● **Objective**
Report every line of the data below that contains the string "yellow". Matching is case-sensitive.

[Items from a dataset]
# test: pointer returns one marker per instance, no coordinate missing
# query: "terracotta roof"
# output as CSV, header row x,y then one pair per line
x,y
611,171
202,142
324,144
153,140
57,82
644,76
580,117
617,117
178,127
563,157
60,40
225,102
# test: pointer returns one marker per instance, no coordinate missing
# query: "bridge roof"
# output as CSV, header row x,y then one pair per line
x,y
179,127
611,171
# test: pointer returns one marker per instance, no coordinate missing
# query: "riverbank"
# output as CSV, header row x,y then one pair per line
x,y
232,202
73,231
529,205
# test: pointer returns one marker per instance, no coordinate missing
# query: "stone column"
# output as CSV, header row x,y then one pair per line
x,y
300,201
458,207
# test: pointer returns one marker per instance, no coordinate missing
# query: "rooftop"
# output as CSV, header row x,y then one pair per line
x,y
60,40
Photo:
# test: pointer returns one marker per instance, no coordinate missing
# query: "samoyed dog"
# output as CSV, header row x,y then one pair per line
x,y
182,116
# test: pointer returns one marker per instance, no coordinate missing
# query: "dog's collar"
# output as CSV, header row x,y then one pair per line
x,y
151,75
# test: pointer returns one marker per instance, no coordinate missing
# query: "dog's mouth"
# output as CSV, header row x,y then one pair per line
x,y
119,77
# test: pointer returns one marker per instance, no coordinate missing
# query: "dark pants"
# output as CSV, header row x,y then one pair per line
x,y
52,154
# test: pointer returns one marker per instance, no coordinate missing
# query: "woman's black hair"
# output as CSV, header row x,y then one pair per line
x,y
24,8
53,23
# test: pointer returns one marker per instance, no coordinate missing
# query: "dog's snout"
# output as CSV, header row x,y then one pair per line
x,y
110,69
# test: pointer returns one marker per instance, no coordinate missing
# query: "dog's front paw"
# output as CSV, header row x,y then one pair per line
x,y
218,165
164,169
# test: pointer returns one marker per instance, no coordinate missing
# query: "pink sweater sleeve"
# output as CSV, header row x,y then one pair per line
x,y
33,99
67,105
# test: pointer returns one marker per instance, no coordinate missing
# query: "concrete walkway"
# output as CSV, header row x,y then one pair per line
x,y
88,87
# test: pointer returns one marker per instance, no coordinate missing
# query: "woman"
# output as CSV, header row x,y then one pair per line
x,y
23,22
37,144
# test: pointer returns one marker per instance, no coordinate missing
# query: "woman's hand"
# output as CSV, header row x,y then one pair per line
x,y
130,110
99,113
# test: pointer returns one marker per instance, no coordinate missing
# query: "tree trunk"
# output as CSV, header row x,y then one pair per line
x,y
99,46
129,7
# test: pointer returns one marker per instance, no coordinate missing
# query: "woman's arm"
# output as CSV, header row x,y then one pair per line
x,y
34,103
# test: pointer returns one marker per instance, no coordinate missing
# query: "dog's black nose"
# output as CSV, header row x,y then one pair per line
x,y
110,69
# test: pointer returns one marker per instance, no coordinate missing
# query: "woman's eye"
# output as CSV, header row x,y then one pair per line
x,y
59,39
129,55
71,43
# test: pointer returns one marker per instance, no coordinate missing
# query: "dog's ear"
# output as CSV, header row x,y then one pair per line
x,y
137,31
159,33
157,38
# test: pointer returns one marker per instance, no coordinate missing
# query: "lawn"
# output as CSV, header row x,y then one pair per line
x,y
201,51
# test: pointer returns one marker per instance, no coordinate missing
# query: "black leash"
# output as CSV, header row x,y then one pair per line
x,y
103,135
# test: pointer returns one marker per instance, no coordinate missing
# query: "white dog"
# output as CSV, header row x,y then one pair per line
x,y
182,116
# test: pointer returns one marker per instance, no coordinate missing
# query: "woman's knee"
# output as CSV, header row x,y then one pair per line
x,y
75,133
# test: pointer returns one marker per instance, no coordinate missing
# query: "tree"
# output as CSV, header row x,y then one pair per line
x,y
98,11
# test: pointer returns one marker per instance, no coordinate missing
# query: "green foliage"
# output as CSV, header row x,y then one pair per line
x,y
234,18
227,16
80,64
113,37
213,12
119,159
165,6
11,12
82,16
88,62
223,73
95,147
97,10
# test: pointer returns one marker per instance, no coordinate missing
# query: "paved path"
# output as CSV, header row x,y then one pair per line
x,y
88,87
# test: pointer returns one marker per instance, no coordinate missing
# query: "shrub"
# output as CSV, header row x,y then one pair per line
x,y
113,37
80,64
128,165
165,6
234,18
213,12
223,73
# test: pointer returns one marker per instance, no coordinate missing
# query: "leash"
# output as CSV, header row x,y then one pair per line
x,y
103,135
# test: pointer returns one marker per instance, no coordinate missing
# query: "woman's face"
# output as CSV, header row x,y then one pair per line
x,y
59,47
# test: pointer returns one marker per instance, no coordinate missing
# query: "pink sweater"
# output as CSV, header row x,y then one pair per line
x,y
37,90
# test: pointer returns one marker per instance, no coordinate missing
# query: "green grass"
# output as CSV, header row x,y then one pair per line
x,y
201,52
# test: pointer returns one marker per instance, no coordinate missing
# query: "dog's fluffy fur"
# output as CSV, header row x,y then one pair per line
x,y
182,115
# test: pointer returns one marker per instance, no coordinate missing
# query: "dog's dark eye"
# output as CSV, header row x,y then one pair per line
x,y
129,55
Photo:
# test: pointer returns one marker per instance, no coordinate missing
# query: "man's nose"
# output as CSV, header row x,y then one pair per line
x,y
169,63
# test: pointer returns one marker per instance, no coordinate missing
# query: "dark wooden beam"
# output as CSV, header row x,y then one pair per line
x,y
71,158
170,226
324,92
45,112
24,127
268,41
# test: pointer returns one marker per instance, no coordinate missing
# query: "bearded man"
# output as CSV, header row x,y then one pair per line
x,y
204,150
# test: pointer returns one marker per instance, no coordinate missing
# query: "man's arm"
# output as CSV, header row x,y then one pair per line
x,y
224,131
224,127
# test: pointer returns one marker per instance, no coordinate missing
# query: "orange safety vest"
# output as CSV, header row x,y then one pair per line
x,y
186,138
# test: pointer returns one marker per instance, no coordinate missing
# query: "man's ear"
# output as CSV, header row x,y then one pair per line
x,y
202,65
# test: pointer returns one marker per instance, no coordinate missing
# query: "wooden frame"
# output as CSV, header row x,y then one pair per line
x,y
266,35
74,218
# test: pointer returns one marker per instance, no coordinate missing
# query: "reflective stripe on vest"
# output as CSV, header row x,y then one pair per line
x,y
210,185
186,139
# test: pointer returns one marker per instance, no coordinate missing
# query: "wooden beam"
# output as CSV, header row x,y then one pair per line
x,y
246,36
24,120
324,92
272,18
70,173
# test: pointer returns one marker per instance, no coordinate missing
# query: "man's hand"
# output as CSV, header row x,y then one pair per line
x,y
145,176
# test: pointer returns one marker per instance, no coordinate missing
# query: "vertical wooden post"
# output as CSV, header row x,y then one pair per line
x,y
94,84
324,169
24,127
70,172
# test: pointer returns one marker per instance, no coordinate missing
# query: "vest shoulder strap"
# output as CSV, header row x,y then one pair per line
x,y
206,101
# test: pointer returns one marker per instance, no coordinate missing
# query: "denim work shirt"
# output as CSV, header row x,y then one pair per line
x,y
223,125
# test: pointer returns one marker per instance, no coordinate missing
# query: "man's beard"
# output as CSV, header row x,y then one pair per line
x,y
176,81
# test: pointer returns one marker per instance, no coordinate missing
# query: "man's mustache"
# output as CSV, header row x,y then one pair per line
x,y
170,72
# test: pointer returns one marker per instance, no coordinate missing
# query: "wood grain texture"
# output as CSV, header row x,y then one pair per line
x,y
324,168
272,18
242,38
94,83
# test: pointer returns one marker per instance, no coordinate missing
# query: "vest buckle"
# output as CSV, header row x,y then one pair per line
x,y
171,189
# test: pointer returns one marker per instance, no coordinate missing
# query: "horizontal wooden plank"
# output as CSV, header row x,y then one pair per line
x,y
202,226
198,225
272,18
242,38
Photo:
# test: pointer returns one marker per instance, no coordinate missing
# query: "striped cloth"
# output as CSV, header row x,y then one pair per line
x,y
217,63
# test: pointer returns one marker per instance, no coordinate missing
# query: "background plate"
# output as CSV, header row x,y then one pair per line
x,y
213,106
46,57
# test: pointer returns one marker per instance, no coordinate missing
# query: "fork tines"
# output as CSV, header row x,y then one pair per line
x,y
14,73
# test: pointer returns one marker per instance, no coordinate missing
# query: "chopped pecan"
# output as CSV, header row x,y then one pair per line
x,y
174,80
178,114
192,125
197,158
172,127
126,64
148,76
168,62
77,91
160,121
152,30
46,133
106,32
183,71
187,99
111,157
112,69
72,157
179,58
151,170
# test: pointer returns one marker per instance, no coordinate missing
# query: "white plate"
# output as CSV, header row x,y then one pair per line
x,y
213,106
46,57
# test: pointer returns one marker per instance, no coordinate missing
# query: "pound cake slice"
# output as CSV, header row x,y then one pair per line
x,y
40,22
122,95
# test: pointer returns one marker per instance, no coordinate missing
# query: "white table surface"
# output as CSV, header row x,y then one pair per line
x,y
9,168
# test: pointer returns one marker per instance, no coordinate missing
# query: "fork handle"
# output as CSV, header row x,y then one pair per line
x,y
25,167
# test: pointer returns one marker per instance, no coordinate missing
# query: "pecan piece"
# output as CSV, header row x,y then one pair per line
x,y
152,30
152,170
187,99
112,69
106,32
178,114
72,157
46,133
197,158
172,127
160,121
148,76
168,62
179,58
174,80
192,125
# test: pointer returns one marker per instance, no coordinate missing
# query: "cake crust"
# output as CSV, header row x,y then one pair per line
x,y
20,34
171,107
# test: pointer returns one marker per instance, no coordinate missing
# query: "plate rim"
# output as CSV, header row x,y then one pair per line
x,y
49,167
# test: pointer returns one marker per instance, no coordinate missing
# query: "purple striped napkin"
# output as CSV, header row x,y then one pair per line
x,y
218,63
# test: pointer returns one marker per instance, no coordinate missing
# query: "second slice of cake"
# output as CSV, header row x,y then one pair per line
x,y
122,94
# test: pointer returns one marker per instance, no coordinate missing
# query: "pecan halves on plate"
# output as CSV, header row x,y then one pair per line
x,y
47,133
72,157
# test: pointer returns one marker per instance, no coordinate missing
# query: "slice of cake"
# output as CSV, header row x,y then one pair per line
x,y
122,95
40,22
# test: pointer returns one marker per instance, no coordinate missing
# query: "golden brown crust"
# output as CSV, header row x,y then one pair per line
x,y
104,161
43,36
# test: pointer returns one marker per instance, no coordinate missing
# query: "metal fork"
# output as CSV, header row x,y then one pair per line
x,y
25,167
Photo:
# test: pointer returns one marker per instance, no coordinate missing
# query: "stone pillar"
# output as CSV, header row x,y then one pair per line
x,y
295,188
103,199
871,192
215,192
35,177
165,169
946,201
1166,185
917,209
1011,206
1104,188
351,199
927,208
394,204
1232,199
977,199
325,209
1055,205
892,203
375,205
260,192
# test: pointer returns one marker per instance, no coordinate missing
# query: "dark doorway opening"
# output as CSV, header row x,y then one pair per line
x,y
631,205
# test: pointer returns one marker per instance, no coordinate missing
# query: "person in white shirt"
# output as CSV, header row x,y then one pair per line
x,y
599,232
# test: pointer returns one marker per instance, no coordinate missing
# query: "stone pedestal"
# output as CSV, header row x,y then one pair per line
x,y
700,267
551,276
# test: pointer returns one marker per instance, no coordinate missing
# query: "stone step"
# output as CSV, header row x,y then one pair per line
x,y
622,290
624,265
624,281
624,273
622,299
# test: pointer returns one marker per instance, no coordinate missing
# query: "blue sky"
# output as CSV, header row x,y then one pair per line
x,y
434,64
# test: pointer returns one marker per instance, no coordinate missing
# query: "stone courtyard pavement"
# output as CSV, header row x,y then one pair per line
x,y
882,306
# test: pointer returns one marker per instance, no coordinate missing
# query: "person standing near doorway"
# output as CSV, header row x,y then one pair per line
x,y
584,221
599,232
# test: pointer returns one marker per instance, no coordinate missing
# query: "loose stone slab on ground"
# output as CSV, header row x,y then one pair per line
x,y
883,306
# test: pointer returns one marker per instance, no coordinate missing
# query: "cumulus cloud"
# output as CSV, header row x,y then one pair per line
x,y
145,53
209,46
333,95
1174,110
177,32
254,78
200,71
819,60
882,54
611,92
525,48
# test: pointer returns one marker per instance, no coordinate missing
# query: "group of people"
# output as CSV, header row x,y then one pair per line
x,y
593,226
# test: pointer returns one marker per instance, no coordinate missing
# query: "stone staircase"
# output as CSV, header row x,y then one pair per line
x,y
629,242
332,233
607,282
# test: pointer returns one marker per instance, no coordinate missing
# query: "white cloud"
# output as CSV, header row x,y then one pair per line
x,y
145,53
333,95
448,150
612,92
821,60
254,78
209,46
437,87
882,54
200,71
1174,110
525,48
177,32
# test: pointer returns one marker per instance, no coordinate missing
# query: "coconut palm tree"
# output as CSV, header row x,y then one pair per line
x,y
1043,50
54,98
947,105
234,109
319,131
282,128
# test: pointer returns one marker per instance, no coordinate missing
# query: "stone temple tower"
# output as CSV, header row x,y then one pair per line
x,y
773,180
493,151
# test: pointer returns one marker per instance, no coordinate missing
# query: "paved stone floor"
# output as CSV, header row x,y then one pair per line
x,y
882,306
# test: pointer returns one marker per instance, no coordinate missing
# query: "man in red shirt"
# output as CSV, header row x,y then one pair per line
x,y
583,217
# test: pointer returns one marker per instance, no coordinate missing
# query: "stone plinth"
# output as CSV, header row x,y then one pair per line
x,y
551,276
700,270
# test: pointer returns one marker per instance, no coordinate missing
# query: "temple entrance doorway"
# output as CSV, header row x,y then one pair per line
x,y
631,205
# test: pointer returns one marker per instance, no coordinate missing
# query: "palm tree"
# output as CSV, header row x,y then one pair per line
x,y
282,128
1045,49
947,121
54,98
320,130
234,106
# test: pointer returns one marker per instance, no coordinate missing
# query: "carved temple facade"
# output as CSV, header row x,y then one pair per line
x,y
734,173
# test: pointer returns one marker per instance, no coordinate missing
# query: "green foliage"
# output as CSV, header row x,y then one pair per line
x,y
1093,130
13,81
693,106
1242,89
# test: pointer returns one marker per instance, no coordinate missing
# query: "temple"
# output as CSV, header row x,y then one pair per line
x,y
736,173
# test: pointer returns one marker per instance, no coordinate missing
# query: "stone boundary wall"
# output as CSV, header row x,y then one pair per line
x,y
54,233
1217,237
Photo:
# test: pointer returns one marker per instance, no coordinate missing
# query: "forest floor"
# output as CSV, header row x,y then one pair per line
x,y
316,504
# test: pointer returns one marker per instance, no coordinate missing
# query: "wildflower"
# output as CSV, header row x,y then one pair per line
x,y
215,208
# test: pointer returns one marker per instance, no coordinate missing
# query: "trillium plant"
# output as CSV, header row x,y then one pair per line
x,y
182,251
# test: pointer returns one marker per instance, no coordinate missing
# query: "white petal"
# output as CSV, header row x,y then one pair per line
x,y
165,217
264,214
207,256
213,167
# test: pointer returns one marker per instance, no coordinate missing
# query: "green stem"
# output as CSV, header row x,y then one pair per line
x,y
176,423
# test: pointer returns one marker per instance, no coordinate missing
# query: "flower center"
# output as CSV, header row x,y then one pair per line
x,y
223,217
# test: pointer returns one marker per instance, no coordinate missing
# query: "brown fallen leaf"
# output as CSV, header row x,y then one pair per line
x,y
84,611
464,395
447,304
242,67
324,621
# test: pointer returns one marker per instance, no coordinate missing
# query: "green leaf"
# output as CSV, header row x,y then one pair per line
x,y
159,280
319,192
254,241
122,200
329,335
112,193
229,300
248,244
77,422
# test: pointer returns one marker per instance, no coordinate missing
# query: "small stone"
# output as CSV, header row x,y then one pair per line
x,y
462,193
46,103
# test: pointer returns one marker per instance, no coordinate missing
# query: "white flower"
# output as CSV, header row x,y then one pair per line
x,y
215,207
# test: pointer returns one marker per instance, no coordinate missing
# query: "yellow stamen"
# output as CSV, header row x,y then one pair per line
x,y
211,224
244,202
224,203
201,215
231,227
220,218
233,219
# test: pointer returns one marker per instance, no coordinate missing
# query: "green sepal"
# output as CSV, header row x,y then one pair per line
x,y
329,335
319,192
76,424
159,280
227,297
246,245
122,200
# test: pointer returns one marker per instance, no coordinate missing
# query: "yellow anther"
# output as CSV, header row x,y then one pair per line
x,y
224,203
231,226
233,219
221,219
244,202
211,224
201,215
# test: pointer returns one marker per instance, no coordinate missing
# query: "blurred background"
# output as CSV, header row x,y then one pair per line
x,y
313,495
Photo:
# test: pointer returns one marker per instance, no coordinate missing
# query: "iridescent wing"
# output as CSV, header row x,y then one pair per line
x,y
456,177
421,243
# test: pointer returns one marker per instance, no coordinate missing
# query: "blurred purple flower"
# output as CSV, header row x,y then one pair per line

● **Solution to the problem**
# query: "yellow stamen"
# query: "yellow anther"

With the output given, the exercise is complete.